Passage given:
-=-=-=-=-
# i asked a girl out and she said she had a bf



## cokeman12 (Feb 2, 2013)

she said she had a bf and we should hang out
then she tried to add me on fb
and wanted to hang out and go to movies
and she was doing all kind of stuffs so we can be friends and hang out
but i said no no no and we shouldn't talk again, now i feel bad and i think she is hurting, should i beg her and be friends


----------



## ManOfFewWords (Mar 20, 2012)

Tell her you want to spread nutella on her ***.


----------



## Nono441 (May 14, 2012)

jesus..


----------



## Monotony (Mar 11, 2012)

Um... thats a rather awkward situation for which I have no useful advice


----------



## TheTruthIsOutThere (Apr 10, 2012)

no don't beg her but apologize and don't be a dick just because a girl just wants to be friends


----------



## SeeMeWhenImInvisible (Apr 3, 2011)

i think she really likes you as a person, and there is nothing wrong with being her friend. i think you should give her a chance


----------



## Zeeshan (Sep 4, 2011)

ManOfFewWords said:


> Tell her you want to spread nutella on her ***.


agreed,


----------



## theseventhkey (Jul 22, 2012)

cokeman12 said:


> she said she had a bf and we should hang out
> then she tried to add me on fb
> and wanted to hang out and go to movies
> and she was doing all kind of stuffs so we can be friends and hang out
> but i said no no no and we shouldn't talk again, now i feel bad and i think she is hurting, should i beg her and be friends


When you put your foot down, you keep it there. If you can keep right on the neck.


----------



## monotonous (Feb 1, 2013)

ManOfFewWords said:


> Tell her you want to spread nutella on her ***.


try this line it will work


----------



## J_Duece (Mar 11, 2009)

She probably just wants your attention, don't subject yourself to that bro.


----------



## d low (Jan 11, 2012)

how old are you cokeman? your english is hard to read, needs working on.
-=-=-=-=-
Stated goal A: In the rows below, rewrite everything from the line containing "Task: indicate the older" down to the line containing "[(161, 235)]", swapping "lower lip" for "upper lip" and leaving all else unchanged.
Stated goal B: Write more of the forum thread above about asking out a girl who said she had a boyfriend, picking up after its last post.
-=-=-=-=-
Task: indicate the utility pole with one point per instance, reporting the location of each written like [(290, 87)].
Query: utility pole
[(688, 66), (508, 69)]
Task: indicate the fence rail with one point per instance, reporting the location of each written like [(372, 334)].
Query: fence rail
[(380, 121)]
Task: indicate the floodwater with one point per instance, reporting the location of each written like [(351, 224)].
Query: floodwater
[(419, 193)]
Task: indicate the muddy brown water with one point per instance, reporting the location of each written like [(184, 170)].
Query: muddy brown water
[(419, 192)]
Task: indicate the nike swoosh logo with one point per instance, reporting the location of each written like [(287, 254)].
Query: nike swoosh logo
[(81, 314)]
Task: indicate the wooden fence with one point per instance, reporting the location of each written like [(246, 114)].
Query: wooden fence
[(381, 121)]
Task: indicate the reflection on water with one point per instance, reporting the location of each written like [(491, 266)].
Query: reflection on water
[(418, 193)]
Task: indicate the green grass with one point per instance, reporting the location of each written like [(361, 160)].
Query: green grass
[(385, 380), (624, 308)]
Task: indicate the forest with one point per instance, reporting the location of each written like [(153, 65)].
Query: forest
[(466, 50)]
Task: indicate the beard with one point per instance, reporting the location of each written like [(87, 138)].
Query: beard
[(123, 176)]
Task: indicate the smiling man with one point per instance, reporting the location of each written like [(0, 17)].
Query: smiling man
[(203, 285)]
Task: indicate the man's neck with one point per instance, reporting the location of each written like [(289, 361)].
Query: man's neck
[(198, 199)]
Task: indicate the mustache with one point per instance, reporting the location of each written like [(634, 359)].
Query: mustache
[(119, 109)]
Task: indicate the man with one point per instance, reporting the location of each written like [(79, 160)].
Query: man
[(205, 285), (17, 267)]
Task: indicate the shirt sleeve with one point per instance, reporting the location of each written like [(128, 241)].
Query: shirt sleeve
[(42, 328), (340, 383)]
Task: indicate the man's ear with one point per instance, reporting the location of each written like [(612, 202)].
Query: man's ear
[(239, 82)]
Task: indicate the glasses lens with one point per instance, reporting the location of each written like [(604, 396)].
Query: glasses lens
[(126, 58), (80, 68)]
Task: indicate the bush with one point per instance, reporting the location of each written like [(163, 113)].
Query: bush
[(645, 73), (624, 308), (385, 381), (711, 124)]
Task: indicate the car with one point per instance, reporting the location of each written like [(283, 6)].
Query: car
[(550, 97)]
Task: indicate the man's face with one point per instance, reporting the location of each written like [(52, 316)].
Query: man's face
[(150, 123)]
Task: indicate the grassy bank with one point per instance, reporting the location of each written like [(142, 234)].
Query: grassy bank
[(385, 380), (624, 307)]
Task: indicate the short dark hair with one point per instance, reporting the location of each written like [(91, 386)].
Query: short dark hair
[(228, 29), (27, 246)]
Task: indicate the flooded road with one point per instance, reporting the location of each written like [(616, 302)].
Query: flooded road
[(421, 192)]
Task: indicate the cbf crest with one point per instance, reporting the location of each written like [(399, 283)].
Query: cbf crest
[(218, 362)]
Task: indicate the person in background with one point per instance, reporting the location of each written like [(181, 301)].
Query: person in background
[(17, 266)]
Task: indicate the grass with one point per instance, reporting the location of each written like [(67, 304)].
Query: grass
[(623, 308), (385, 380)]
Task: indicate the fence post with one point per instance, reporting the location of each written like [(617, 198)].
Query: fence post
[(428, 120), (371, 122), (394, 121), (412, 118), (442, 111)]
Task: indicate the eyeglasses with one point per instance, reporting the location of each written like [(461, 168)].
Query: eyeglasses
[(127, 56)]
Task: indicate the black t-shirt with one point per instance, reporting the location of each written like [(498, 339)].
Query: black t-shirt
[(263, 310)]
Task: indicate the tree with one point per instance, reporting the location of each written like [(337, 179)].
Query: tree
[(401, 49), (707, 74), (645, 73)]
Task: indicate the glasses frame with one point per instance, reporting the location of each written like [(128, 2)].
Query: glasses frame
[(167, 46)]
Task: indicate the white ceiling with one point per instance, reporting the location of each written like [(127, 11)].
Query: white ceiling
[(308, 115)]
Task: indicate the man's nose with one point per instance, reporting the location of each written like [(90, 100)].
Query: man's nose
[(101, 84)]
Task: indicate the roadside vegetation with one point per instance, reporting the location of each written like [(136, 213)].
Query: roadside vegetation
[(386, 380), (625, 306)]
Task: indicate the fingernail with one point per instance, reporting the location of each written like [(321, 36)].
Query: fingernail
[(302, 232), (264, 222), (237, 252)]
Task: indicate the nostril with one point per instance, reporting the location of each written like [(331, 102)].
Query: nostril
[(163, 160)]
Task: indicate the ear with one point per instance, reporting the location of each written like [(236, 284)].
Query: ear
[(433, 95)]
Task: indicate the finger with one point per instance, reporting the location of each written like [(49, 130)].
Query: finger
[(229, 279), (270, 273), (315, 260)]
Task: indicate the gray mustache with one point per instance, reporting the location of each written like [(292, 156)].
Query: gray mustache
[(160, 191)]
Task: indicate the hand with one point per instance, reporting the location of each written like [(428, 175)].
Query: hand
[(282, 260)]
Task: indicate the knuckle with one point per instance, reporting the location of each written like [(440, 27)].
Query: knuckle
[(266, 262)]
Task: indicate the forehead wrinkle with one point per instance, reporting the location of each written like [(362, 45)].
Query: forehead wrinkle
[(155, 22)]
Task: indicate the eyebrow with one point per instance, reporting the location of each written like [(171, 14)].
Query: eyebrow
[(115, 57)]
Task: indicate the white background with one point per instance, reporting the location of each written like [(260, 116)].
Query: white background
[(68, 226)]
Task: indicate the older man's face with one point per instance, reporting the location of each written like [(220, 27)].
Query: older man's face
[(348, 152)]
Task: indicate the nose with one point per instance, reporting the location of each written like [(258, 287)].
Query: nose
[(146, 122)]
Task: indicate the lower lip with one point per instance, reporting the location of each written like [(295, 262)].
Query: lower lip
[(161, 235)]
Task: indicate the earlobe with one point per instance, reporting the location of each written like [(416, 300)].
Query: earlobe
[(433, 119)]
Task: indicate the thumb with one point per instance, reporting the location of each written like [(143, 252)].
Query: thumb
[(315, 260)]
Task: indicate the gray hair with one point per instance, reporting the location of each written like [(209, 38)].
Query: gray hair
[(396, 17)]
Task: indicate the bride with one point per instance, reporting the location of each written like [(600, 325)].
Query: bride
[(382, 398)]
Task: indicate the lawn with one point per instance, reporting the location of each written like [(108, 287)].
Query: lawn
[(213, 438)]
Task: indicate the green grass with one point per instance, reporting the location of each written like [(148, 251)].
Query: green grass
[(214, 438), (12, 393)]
-=-=-=-=-
Answer A:
Task: indicate the older man's face with one point per instance, reporting the location of each written like [(220, 27)].
Query: older man's face
[(348, 152)]
Task: indicate the nose with one point per instance, reporting the location of each written like [(258, 287)].
Query: nose
[(146, 122)]
Task: indicate the upper lip with one point per instance, reporting the location of each written like [(295, 262)].
Query: upper lip
[(161, 235)]

Answer B:
----------



## John The Great (Jul 23, 2012)

Why did you say no? If you liked her enough to ask her out and she had a boyfriend, then being 'friends' (which she initiated) would have opened up a window to tun her heart in your direction.


----------



## A name (Dec 5, 2012)

Not sure why you said no and then said you didn't wanna talk to her... but just say you're sorry I guess.


----------



## elvin jones (Dec 12, 2011)

Rookie mistake. She probably has even hotter friends who are single that she could introduce you to. Networking is the only way to deal with social anxiety. If you turn down opportunities you'll be stuck in isolation forever.


----------



## MRX (Jan 3, 2013)

Maybe you should be her friend and keep looking around for other girls to date. No harm in having a friend I wish I had a friend right now.


----------



## extremly (Oct 25, 2012)

As long as you and her *both* understand is only a friendship, then no harm. I hate when you ask out a girl, she says no and she starts toying with you. If she is really cool and you honestly feel comfortable hanging out with her and not feeling any romantic impulse go ahead and be friends, seems like a healthy relationship to me.

Either way, are you sure she has a bf? When you pick up girls and they are mildly interested but aren't sure, many times they will give you their numbers but still insist that "they have a bf". Is kind of a defense mechanism. You should make sure she really has a bf.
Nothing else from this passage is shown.